Set down exactly the lines from the one containing "Task: tag the chimney" through the end of the records below, both included, and nothing else.

____ SOURCE MATERIAL

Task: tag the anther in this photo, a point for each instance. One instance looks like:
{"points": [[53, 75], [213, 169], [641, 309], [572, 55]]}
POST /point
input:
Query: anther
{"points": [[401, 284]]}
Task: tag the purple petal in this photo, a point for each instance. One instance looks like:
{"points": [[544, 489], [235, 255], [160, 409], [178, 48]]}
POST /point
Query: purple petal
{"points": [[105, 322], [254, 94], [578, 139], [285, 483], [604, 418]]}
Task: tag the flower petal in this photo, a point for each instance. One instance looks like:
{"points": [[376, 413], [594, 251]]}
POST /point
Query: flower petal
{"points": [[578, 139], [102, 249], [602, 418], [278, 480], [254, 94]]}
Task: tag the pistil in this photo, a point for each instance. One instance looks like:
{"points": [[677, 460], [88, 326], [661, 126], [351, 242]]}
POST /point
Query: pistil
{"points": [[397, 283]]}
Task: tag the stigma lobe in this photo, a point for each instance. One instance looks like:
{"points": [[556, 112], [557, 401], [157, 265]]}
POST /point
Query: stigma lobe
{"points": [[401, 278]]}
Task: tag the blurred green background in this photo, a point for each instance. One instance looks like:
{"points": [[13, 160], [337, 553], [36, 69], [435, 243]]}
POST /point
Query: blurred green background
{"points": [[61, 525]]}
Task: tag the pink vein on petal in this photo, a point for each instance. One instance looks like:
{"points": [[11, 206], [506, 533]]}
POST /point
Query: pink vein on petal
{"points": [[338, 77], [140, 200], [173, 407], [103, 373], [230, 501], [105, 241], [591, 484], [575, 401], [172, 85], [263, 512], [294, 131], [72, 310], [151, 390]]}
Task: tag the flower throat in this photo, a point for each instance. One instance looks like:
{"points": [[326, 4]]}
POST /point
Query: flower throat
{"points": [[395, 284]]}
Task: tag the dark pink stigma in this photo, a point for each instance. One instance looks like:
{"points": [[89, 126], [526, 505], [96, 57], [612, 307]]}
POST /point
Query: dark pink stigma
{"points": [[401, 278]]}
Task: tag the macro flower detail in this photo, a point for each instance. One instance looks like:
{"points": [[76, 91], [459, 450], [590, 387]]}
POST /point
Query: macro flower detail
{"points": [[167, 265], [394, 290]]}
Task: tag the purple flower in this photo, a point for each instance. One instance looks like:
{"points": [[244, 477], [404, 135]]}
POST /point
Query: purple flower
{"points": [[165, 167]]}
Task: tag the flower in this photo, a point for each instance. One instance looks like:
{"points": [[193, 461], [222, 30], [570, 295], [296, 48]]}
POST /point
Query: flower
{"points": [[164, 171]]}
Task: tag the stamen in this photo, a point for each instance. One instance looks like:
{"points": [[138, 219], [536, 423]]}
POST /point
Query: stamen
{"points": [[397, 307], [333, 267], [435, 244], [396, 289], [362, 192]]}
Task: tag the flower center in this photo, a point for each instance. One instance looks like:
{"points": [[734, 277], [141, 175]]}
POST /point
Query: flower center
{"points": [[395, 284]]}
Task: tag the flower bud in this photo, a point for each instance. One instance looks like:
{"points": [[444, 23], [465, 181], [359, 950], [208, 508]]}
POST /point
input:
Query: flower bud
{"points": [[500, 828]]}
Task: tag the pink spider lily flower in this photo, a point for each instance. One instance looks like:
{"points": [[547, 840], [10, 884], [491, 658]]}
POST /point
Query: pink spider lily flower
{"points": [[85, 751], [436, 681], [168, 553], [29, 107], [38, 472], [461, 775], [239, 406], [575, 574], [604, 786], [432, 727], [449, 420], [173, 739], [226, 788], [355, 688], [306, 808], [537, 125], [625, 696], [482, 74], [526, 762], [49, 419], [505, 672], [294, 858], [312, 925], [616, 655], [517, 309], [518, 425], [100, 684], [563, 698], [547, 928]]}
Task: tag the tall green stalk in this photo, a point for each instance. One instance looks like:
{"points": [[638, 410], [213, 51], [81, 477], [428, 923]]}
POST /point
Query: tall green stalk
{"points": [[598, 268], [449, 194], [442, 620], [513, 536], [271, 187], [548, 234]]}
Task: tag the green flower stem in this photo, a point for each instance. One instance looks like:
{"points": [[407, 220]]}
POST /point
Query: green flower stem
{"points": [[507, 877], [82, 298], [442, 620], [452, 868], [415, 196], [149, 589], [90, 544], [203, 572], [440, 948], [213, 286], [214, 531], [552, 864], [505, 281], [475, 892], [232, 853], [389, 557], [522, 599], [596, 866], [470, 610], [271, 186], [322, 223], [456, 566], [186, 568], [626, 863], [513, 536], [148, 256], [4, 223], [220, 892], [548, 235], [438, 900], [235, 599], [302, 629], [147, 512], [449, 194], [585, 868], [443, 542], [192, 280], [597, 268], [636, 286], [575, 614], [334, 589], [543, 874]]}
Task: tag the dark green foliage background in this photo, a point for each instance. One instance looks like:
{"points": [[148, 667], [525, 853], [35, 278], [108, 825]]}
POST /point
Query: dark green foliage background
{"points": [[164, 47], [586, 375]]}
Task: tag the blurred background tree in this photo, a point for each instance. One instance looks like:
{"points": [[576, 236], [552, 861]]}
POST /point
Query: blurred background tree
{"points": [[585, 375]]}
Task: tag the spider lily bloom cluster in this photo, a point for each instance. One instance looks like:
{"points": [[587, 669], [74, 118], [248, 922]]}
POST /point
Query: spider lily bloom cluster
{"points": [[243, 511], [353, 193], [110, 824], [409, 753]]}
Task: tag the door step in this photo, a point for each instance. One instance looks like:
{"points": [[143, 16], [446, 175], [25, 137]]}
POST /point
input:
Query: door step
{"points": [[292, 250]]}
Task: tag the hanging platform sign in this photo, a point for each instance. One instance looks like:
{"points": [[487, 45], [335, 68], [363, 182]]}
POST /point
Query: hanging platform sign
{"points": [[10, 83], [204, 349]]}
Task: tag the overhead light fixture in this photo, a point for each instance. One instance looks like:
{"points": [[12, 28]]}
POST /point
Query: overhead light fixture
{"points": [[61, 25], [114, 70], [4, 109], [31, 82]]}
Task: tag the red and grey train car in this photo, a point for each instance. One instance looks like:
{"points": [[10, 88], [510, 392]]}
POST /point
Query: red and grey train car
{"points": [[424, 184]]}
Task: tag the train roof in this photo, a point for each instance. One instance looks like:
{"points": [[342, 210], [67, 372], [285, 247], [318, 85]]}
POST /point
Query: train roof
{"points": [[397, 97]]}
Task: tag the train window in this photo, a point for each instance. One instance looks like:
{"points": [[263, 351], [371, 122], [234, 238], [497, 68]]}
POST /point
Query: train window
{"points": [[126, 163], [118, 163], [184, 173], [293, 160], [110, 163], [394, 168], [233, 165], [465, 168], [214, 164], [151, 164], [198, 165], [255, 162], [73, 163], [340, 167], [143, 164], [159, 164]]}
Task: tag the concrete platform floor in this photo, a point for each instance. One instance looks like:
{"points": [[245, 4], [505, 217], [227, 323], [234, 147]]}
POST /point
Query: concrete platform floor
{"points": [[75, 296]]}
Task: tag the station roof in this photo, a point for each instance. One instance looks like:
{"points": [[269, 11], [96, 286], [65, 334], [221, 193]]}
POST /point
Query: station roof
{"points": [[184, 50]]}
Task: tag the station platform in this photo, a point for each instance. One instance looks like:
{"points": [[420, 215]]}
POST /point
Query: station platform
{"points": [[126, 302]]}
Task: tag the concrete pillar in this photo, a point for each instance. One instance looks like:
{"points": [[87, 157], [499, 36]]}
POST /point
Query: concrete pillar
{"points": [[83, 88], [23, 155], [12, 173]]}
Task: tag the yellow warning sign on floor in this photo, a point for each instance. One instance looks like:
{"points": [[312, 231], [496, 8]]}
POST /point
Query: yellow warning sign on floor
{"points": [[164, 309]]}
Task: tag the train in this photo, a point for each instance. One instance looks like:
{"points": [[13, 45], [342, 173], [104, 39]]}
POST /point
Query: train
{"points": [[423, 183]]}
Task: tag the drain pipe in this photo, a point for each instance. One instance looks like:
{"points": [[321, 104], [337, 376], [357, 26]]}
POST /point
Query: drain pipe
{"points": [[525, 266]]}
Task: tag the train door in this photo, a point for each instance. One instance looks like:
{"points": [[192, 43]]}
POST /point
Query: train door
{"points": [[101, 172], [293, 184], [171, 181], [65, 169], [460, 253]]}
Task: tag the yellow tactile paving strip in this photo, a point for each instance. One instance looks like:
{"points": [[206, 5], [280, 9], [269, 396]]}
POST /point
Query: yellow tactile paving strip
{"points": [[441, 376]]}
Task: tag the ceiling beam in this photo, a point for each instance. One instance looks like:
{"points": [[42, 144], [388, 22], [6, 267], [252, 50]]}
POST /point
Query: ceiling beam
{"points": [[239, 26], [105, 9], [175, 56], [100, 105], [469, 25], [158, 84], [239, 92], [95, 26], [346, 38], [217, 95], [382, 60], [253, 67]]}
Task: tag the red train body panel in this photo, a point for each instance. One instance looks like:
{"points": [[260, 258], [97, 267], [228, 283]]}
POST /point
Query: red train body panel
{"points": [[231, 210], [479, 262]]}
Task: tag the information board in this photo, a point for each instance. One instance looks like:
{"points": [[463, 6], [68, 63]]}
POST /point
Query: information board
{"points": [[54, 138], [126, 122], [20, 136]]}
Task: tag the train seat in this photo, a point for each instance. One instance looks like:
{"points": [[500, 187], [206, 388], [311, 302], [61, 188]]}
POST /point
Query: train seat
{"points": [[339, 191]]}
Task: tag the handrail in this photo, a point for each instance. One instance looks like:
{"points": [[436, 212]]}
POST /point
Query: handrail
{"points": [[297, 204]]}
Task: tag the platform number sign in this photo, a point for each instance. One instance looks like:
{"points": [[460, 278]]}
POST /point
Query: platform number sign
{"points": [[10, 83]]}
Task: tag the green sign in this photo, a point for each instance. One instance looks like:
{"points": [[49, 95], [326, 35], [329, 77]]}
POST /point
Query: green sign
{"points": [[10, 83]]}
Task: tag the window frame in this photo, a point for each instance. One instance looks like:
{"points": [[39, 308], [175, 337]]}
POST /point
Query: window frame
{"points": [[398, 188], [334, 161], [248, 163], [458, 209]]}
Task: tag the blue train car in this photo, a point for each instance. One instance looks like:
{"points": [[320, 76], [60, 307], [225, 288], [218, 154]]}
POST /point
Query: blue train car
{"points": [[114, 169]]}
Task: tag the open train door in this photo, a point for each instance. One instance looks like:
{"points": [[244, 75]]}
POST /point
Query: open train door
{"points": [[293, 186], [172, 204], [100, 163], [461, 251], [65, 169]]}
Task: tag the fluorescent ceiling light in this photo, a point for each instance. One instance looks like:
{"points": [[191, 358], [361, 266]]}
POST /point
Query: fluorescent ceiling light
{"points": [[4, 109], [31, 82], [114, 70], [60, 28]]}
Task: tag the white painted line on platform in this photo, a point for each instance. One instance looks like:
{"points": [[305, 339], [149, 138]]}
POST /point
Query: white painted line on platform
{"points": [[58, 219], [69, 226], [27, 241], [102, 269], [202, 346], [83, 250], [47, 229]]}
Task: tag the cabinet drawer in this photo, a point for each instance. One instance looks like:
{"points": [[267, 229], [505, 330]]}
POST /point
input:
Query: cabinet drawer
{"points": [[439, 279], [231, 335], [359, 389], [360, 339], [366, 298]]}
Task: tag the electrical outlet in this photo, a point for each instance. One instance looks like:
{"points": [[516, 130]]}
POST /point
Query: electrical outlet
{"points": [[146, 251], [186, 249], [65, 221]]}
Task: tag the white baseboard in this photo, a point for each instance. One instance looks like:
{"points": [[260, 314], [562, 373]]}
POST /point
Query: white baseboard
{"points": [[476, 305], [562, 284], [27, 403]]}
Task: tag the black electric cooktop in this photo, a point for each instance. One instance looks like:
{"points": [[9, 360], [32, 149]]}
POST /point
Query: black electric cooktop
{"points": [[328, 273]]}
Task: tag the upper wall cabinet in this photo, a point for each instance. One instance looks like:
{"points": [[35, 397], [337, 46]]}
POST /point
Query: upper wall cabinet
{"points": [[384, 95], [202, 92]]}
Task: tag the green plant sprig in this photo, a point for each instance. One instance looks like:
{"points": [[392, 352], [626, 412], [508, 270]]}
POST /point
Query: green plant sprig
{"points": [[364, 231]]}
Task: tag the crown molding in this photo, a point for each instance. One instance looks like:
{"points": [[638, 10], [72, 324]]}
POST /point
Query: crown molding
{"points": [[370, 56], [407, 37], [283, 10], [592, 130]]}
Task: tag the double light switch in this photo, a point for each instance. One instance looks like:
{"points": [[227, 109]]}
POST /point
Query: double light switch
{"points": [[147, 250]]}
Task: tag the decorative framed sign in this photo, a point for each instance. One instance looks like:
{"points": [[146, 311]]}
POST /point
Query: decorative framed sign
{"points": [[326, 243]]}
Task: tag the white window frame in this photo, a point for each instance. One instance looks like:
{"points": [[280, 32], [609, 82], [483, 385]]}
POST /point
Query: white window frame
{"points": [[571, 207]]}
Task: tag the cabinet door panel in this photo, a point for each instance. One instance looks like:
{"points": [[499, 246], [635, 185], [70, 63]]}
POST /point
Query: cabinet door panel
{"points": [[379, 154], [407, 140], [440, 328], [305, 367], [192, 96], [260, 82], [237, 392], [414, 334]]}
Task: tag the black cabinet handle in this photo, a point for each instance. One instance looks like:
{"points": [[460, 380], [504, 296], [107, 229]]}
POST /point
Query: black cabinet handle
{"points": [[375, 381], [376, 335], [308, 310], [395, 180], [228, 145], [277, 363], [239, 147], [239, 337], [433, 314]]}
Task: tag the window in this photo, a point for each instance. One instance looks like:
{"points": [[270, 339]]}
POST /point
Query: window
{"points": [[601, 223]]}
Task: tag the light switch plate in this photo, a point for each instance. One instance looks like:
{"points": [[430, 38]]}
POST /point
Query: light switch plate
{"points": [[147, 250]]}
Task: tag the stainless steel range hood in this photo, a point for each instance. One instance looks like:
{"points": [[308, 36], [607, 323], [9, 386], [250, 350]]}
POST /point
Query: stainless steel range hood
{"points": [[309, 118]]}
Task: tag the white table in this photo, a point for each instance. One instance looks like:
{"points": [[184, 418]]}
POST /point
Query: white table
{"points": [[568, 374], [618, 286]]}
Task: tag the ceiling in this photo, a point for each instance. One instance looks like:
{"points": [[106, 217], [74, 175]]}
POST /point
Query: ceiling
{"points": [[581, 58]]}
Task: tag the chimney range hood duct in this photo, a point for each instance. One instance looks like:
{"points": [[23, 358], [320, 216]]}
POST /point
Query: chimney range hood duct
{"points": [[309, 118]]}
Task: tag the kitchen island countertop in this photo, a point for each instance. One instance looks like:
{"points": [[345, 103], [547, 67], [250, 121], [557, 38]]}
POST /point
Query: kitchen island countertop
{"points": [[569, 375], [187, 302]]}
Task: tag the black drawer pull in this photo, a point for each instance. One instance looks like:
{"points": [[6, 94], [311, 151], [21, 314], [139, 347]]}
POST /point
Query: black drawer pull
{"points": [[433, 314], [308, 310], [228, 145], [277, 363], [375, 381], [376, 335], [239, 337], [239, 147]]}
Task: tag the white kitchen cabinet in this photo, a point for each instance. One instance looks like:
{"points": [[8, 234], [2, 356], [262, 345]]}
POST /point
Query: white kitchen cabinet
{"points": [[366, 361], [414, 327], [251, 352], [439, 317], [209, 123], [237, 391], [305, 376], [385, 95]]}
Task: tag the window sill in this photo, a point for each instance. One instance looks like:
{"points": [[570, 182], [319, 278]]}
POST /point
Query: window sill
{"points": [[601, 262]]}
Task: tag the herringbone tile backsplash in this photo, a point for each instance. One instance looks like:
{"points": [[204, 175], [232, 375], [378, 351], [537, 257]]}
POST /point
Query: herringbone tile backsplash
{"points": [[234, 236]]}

________

## REPLY TO THE EXERCISE
Task: tag the chimney range hood duct in this photo, a point for each instance. One instance looks like:
{"points": [[23, 358], [320, 216]]}
POST /point
Query: chimney range hood duct
{"points": [[309, 118]]}
Task: tag the kitchen island countertop in this photo, a point for each instance. One instance looks like:
{"points": [[345, 103], [547, 67], [250, 121], [557, 38]]}
POST /point
Query: kitchen island countertop
{"points": [[569, 375], [187, 302]]}
Task: tag the black drawer pull in this photo, a point for each instance. One instance looks like:
{"points": [[6, 94], [311, 151], [21, 314], [139, 347]]}
POST /point
Query: black drawer pull
{"points": [[433, 314], [308, 310], [228, 145], [277, 363], [375, 381], [376, 335], [239, 337], [239, 147]]}
Task: tag the white kitchen cabinet in this photo, a point for each instance. One instance looks like:
{"points": [[8, 234], [2, 356], [262, 345]]}
POST /point
Query: white kitchen cabinet
{"points": [[366, 361], [414, 327], [251, 352], [439, 317], [209, 123], [237, 391], [305, 376], [385, 95]]}
Task: tag the window sill in this photo, a point for each instance. One instance looks like:
{"points": [[570, 182], [319, 278]]}
POST /point
Query: window sill
{"points": [[601, 262]]}
Task: tag the herringbone tile backsplash in this photo, a point for each instance. One instance looks like:
{"points": [[204, 175], [232, 375], [378, 351], [537, 257]]}
POST /point
Query: herringbone tile backsplash
{"points": [[234, 236]]}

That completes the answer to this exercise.